◆ Study text ◆
-- Opening Marker --

Modeling gan dosimetric response to therapeutic photon beam radiation

Introduction The use of Gallium Nitride (GaN), a direct-gap semiconductor, has been recently pro-posed as a radioluminescent transducer for real-time in-vivo dosimetric applications [1]. GaN has the following advantages: a lower e–h pair creation energy than conventional scintillators, a high prompt radioluminescence yield resulting from the high probability of band edge radiative recombination. Nevertheless, it shares the common drawback of silicon diodes or MOSFET dosimeters with an over response relative to water for low energy scattered photons. The aim of our study is to compensate for this dependence through modelling, which may lead us to improve the accuracy of GaN-based dosimetric systems. Our modeling work presented here is focused on GaN dosimetric response for therapeutic photo beam irradiation from medical linacs. Experimental The dosimetric response of a GaN transducer was first modeled by combining large cavity theory and the Spencer– Attix small cavity theory respectively for the low and high energy components of the local spectrum according the approach proposed in [2]. The local spectra were calculated from fluence pencil kernels, and Monte Carlo simulations were performed to determine some key parameters included into the model. Results and discussion The developed model was used to compute TMR curves of a implantable GaN-based probe. A good agreement with measurements is achieved which validates the modeling work. Furthermore, we used the model to calculate GaN response factor at different depths in water for 6 MV photon beam. The obtained results (not shown here) confirm that GaN response factor is proportional to the square field aperture (with a proportionality coefficient which varies with depth). This linear relationship was experimentally observed in clinical conditions [3].

-- Closing Marker --

◆ Exercise tasks ◆
1) Rewrite the paragraph of the GaN dosimetry abstract that begins "Introduction The use of Gallium Nitride" as a brief bulleted list that keeps its main facts.
2) According to the GaN dosimetry abstract, which theory was combined with large cavity theory to model the GaN transducer's response?

◆ Data for analysis ◆
-- Opening Marker --

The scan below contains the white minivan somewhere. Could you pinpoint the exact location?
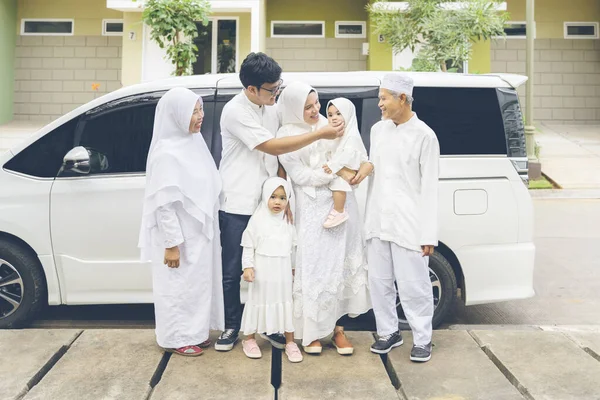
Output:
[0,72,535,328]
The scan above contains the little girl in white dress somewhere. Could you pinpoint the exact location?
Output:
[241,178,302,362]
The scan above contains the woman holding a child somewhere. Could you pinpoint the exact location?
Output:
[277,82,371,354]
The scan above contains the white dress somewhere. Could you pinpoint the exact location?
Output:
[138,87,224,348]
[277,84,371,346]
[241,177,296,335]
[152,203,224,348]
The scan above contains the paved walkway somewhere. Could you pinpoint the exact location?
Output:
[0,326,600,400]
[535,125,600,189]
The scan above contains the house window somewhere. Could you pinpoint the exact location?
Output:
[565,22,598,39]
[496,21,535,39]
[271,21,325,38]
[335,21,367,38]
[102,19,123,36]
[192,17,240,75]
[21,19,75,36]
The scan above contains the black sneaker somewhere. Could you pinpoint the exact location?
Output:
[260,333,285,350]
[215,329,238,351]
[371,331,404,354]
[410,342,431,362]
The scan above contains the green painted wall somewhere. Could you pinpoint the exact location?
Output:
[18,0,123,36]
[507,0,600,39]
[367,23,393,71]
[469,40,492,74]
[267,0,368,38]
[0,0,17,124]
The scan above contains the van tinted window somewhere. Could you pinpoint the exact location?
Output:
[4,118,78,178]
[413,87,507,155]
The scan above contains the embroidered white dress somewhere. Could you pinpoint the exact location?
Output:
[139,88,224,348]
[241,177,296,335]
[277,84,371,346]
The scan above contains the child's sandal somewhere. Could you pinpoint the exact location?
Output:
[165,346,204,357]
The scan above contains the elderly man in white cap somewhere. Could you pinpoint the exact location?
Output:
[365,73,440,362]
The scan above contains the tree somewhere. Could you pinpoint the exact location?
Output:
[142,0,210,76]
[367,0,508,72]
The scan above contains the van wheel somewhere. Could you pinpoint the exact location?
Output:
[396,250,457,330]
[0,240,47,329]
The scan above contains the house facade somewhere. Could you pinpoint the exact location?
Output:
[0,0,600,123]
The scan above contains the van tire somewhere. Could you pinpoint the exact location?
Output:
[396,249,457,331]
[0,239,48,329]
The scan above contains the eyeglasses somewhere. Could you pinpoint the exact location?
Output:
[258,79,283,96]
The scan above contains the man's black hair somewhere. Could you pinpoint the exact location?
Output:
[240,53,281,88]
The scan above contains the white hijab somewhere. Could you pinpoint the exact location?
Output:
[322,97,368,168]
[139,88,221,253]
[241,177,296,257]
[277,81,328,198]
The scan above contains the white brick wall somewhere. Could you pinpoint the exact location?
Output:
[267,38,367,72]
[491,39,600,124]
[14,36,122,122]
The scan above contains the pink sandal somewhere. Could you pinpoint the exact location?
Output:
[165,346,204,357]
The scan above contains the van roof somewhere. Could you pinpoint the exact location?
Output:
[111,71,527,98]
[5,71,527,154]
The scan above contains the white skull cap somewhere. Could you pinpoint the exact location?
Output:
[381,72,414,97]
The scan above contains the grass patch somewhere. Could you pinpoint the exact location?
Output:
[529,177,554,189]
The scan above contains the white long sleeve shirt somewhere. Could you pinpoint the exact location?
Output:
[219,92,279,215]
[365,114,440,251]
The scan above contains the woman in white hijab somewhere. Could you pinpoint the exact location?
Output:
[139,88,224,356]
[277,82,371,354]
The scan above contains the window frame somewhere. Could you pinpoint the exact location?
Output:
[271,20,325,39]
[102,19,125,36]
[563,21,600,40]
[335,21,367,39]
[494,21,537,40]
[21,18,75,36]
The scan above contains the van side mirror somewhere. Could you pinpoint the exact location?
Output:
[59,146,91,176]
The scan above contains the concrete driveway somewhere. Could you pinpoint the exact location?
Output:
[535,125,600,189]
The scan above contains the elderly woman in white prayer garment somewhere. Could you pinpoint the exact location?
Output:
[139,88,224,357]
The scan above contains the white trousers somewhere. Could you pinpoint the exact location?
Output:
[367,238,433,345]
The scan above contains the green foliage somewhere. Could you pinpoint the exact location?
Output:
[367,0,508,72]
[142,0,210,76]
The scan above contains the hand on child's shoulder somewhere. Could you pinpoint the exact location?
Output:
[244,268,254,282]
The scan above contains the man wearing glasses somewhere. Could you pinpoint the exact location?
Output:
[215,53,344,351]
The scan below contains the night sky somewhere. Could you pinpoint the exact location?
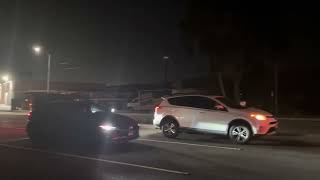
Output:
[0,0,208,85]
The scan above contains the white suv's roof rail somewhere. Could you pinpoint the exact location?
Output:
[161,93,223,99]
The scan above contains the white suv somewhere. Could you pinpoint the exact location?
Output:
[153,95,278,144]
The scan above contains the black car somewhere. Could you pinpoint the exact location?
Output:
[27,101,139,146]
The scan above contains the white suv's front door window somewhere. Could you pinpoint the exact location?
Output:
[192,96,233,134]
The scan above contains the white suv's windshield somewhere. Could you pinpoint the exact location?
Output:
[215,97,247,109]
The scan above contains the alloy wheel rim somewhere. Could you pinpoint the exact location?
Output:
[231,126,250,142]
[163,123,177,135]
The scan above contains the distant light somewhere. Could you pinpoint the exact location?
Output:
[32,45,42,54]
[2,75,9,82]
[250,114,267,121]
[99,125,116,131]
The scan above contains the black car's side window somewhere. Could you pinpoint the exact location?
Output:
[168,97,191,106]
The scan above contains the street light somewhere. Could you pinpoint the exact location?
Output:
[162,56,169,83]
[2,75,9,82]
[33,45,41,55]
[32,45,51,93]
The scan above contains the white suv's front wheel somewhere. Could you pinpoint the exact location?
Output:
[162,120,179,138]
[229,124,252,144]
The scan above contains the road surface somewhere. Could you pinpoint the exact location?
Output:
[0,114,320,180]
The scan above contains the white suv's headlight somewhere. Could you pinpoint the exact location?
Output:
[99,125,116,131]
[250,114,267,121]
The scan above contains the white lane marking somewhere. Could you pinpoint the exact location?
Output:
[137,138,242,151]
[0,126,26,130]
[0,137,29,143]
[0,144,190,175]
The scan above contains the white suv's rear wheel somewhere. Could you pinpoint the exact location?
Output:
[162,120,179,138]
[229,124,252,144]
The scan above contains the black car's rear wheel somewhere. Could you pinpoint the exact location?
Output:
[229,123,252,144]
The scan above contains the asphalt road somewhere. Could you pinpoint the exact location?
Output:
[0,114,320,180]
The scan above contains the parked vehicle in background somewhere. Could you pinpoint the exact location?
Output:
[153,95,278,144]
[127,97,161,111]
[27,101,139,144]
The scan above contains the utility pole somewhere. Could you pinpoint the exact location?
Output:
[47,54,51,93]
[162,56,169,84]
[273,62,279,115]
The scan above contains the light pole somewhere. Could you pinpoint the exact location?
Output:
[162,56,169,83]
[33,46,51,93]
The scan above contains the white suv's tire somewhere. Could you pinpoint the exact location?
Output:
[162,120,179,138]
[229,123,252,144]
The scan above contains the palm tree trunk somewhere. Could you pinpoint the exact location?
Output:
[217,72,227,97]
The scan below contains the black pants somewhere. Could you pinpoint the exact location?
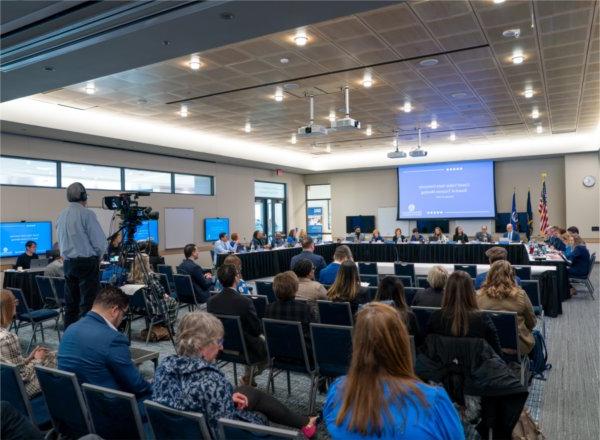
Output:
[235,385,309,429]
[64,257,100,329]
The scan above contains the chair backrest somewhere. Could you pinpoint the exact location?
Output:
[256,281,277,303]
[521,280,542,308]
[81,383,145,440]
[317,300,354,326]
[173,274,197,304]
[215,315,250,365]
[513,266,531,280]
[219,419,304,440]
[262,318,312,373]
[156,264,175,283]
[412,306,440,334]
[360,274,379,287]
[358,262,377,275]
[310,323,352,377]
[394,263,415,278]
[454,264,477,278]
[35,366,93,438]
[248,295,268,319]
[0,362,33,420]
[144,400,211,440]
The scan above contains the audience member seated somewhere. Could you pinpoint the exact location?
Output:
[15,240,39,269]
[427,270,502,355]
[392,228,406,243]
[429,226,448,243]
[215,255,250,295]
[152,312,316,439]
[375,276,422,346]
[294,258,327,316]
[475,246,521,289]
[127,253,178,326]
[477,260,535,355]
[57,286,151,402]
[408,228,425,243]
[369,229,385,243]
[290,237,325,277]
[0,290,56,398]
[265,270,316,353]
[452,226,469,243]
[502,223,521,243]
[412,266,448,307]
[44,256,65,278]
[206,264,267,385]
[323,303,465,440]
[177,243,213,304]
[327,261,369,315]
[475,225,492,243]
[315,244,352,286]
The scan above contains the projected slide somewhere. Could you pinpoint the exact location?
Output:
[398,160,496,219]
[0,222,52,258]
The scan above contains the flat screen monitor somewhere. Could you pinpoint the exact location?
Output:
[0,221,52,258]
[398,160,496,220]
[204,217,229,241]
[346,215,375,234]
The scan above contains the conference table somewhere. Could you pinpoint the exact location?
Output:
[217,243,569,317]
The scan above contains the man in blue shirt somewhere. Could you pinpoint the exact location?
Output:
[315,244,352,285]
[56,182,106,329]
[290,237,325,278]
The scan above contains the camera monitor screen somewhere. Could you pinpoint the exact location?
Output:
[0,222,52,258]
[204,217,229,241]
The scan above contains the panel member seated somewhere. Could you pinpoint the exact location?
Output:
[15,240,39,269]
[502,223,521,243]
[452,226,469,243]
[475,225,492,243]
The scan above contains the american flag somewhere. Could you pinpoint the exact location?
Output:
[538,181,548,234]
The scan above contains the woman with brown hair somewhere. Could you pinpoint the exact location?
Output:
[323,303,464,440]
[327,261,369,314]
[427,270,502,355]
[477,260,535,355]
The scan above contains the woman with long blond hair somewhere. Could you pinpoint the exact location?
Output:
[323,302,464,440]
[477,260,535,355]
[327,261,369,314]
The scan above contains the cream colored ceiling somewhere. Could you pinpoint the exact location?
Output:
[30,0,600,152]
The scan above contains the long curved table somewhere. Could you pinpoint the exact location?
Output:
[217,243,569,317]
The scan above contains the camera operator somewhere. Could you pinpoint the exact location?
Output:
[56,182,106,330]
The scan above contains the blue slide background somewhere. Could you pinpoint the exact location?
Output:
[398,160,496,219]
[0,222,52,257]
[204,217,229,241]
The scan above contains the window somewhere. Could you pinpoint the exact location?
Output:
[175,174,214,196]
[125,168,172,193]
[0,156,58,187]
[60,162,121,191]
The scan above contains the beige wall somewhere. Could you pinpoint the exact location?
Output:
[0,134,305,262]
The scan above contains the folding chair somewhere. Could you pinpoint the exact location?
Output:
[81,383,146,440]
[262,318,317,414]
[144,400,212,440]
[35,366,94,438]
[317,300,354,327]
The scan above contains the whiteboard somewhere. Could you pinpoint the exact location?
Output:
[165,208,194,249]
[377,206,410,237]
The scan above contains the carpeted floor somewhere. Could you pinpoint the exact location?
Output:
[11,265,600,440]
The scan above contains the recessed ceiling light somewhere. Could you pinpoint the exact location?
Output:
[190,55,202,70]
[419,58,438,67]
[85,81,96,95]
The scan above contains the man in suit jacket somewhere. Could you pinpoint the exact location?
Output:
[206,264,267,385]
[290,237,325,278]
[502,223,521,242]
[57,286,152,403]
[177,243,213,304]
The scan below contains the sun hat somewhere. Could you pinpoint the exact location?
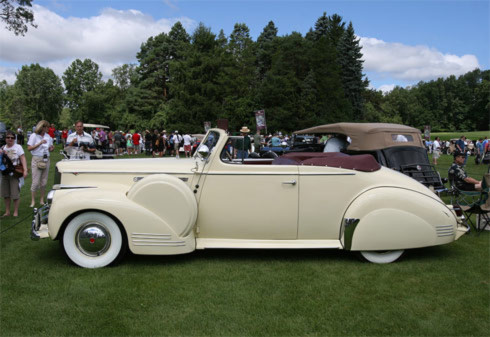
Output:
[453,151,465,158]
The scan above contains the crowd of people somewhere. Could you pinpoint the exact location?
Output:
[0,120,490,217]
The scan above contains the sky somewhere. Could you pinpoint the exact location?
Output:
[0,0,490,92]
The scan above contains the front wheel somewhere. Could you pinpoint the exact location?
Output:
[360,250,404,263]
[62,212,127,268]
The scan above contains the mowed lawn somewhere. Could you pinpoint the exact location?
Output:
[0,144,490,336]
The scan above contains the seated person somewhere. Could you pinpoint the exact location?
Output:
[323,135,349,152]
[65,121,95,160]
[448,151,481,191]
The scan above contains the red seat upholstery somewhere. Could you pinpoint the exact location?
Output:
[272,152,381,172]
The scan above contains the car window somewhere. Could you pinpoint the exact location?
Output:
[391,133,413,143]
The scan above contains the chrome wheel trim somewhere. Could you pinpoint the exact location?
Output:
[75,222,111,257]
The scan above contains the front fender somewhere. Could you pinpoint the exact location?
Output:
[48,175,197,254]
[341,187,459,250]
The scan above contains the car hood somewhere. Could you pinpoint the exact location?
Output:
[56,158,196,174]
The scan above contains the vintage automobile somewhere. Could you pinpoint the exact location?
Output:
[295,123,446,193]
[31,129,467,268]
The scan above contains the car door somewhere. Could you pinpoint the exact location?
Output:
[197,162,299,240]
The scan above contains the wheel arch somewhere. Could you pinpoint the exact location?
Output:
[54,208,128,245]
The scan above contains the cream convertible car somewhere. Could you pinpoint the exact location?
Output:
[31,129,466,268]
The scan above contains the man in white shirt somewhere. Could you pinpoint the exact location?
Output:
[66,121,95,160]
[184,133,192,158]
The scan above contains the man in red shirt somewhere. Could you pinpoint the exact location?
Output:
[48,124,56,139]
[133,131,141,154]
[61,128,68,147]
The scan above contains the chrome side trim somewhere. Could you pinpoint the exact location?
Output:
[340,218,360,250]
[436,225,454,237]
[131,233,185,247]
[53,185,97,190]
[133,241,185,247]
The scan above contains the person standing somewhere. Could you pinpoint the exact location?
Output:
[235,126,252,159]
[48,124,56,139]
[0,131,27,217]
[254,129,261,153]
[27,120,54,207]
[132,131,141,154]
[432,137,441,165]
[456,135,468,165]
[448,151,481,191]
[61,128,68,147]
[126,131,133,156]
[66,121,95,160]
[172,130,182,158]
[184,133,192,158]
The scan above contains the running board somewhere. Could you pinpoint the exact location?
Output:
[196,238,343,249]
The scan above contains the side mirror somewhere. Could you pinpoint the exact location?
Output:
[197,144,209,160]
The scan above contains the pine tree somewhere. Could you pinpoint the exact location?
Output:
[338,22,367,121]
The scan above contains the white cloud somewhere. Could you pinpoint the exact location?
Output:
[378,84,396,93]
[360,37,480,82]
[0,67,16,84]
[0,5,196,83]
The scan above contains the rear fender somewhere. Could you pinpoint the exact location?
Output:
[341,187,457,250]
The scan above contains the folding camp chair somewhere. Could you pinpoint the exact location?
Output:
[449,173,490,235]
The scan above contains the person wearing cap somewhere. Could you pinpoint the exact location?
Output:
[448,151,481,191]
[65,121,95,160]
[235,126,252,159]
[173,130,182,158]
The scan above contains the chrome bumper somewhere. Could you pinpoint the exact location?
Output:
[31,204,51,241]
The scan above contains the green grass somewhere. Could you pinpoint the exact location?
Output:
[0,144,490,336]
[430,131,490,140]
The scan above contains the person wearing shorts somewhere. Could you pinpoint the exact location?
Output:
[183,133,192,158]
[27,120,54,207]
[0,131,27,217]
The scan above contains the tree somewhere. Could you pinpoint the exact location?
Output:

-- Closing Marker --

◆ Activity answers ◆
1)
- Gallium Nitride (GaN), a direct-gap semiconductor, has been proposed as a radioluminescent transducer for real-time in-vivo dosimetry.
- Its advantages are a lower e–h pair creation energy than conventional scintillators and a high prompt radioluminescence yield.
- Like silicon diodes and MOSFET dosimeters, it over-responds relative to water for low-energy scattered photons.
- The study aims to compensate for this through modeling, focusing on therapeutic photon beams from medical linacs.
- The model combines large cavity theory for the low-energy part of the local spectrum with Spencer–Attix small cavity theory for the high-energy part.
- Local spectra came from fluence pencil kernels, and Monte Carlo simulations determined key model parameters.
- The model's TMR curves for an implantable GaN probe agreed well with measurements.
- For a 6 MV beam, the GaN response factor at different depths in water was proportional to the square field aperture, with a coefficient that varies with depth. This linear relationship was also seen experimentally in clinical conditions.

2) The Spencer–Attix small cavity theory.